Please continue the court opinion on the Dragani protection-from-abuse appeal, starting right after its last sentence.

*PAGE TEXT*.
......

Anthony Dragani, husband, has appealed our May 5, 1999 order granting the petition for protection from abuse filed by Carolyn Dragani, wife. We offer this opinion in support of our decision.
The parties were married in 1982 and divorced a few years later. They then remarried in 1986 after the birth of their first child. There were three children born of the marriage; Peter, 13 years old, Christopher, 11 years old, and Michael, 9 years old. Husband has been employed by the Conrail Police Department in Newark, New Jersey for 22 years. He currently holds the rank of lieutenant. Wife has worked outside the home for approximately two years, cleaning houses. At the time of the hearing, the parties had been informally separated for at least several weeks. Husband worked nights and Wife remained away from the parties’ house during the day. She then came back to the home to stay with the children the nights when Husband went to work.
*297At the hearing on May 5, 1999, Wife testified to two recent incidents of abuse. The most recent incident occurred on April 18,1999, when Wife came to the marital residence at approximately 4 p.m. Husband was scheduled to work that evening. She testified that Husband cornered her and said he was going to kill her. When she tried to get out the garage door, Husband slammed the door on her. She had bruises on her legs and upper right underarm as a result. Photographs were introduced which depicted the bruises. (Exhibits P-1 and P-2.) Wife continued to try to get away but Husband tackled her to the floor. The incident lasted approximately 15 minutes during which Wife tried to crawl across the den floor and get out a door but was blocked repeatedly by Husband. She went back and forth across the den floor. Husband had his hand over her mouth at some point and she could not breathe. She was finally able to get out through the garage door and get away in her car. During this incident, Husband had grabbed her by her blouse in the back and it ripped. The ripped blouse was produced as an exhibit at the hearing. (Exhibit P-3.) The parties’ children witnessed at least part of this incident. Wife filed a report with the police later that day. On cross-examination, Wife denied that it was the children who had physically tried to prevent her from leaving. She indicated that she would not have been stopped by any of them, as the children did not weigh enough. Wife weighed approximately 115 pounds and Husband weighed approximately 215 pounds.
The other incident to which Wife testified in detail occurred on March 17, 1999. At that time when Wife came to the house in anticipation of Husband going to work there was another confrontation. Husband cornered Wife. When she tried to get away, he slammed the door *298to the basement on her finger. He told her she was not going anywhere. On cross-examination, Wife testified that she had not consumed any alcohol on either occasion. Wife also testified that she feared Husband’s possible use of his guns. (N.T., p. 12.)
Husband then testified as to his version of the events on both dates. He indicated that Wife has “an attitude.” (N.T., p. 41.) He said that on April 18,1999, Wife smelled like alcohol and that her eyes were funny. He acknowledged some physical interaction but claimed it was only to prevent Wife from leaving the house and driving drunk. He claimed that the children participated in trying to stop Wife from leaving. On cross-examination, Husband did acknowledge that the police report which Wife filed on April 18,1999 indicated that Wife was at the police station at 6:30 p.m., but there is no mention of any alcohol in the police report.

......

*DATA SEGMENT*.
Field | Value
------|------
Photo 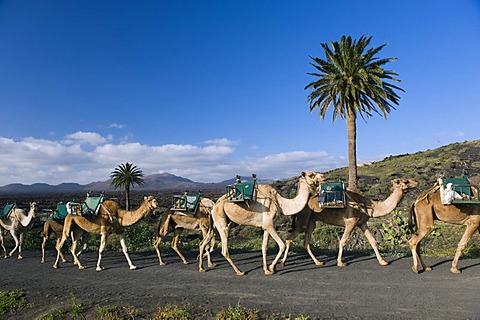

......

*ANSWER TO THE EXERCISE*.
Even though he had filed for divorce in 1998, Husband stated that he wanted to reconcile with his Wife and that he loved her very much. The parties had attempted a reconciliation for several months after the divorce was filed. However, this reconciliation was not permanent. A principal source of tension between the parties at the time of the hearing was Wife’s absence from the home when Husband was there. He did not want her living away from the house at any time.
Both parties made reference to other prior violence but were not specific. (See N.T., p. 12,1. 4 and p. 34,1. 2.) Wife cried frequently throughout the hearing. During Wife’s testimony, Husband was very agitated and appeared angry. He seemed barely in control. He glared at Wife frequently.
We found Wife’s testimony credible. We did not find Husband’s testimony credible. At the conclusion of the *299hearing on May 5, 1999, we entered a one-year protection from abuse order which included the term that Husband was not to abuse, harass, stalk or threaten Wife. We also entered the Brady Indicator as part of this order. Husband then filed this timely appeal.
Husband has filed the following concise statement of matters complained of on appeal:
“(1) It was error for the court to admit photographs without proper authentication.
“(2) It was error for the court and an abuse of discretion to decide the matter before hearing all the evidence and to capriciously disbelieve competent evidence.
“(3) The order by its terms does not explicitly prohibit the use, attempted use, or threatened use of physical force against Wife that would reasonably be expected to cause bodily injury.
“(4) The evidence, taken as a whole, does not support the entry of a protection from abuse order.
“(5) The court erred in issuing a protection from abuse order in that the evidence does not establish that Wife suffered bodily injury.
“(6) The evidence is insufficient to support the entry of a Brady Indicator.
“(7) The form of the order is unconstitutionally over-broad in that as drawn, it requires a Brady Indicator in every case in which a protection from abuse order is entered.”
The matters in this statement fall into two categories: (A) Issues involving the evidence at the hearing and whether a protection from abuse order should have been entered; and (B) Issues involving the Brady Indicator. We will discuss each of these issues below.
*300ISSUES INVOLVING THE ADMISSIBILITY AND SUFFICIENCY OF THE EVIDENCE AT THE HEARING
1. It Was Not Error for the Court To Admit Photographs Depicting the Abuse
At the hearing, Husband objected to the admission of the two photographs, (P-1 and P-2), on the basis that the photographer was not there to authenticate the photographs. Wife testified that the pictures were taken on April 19, 1999 by Paula Narrone. Wife testified that the photographs accurately depicted the bruises she received from Husband on April 18, 1999. It was Husband’s position throughout the hearing that Paula Narrone had a relationship with Wife. (See N.T., p. 53.)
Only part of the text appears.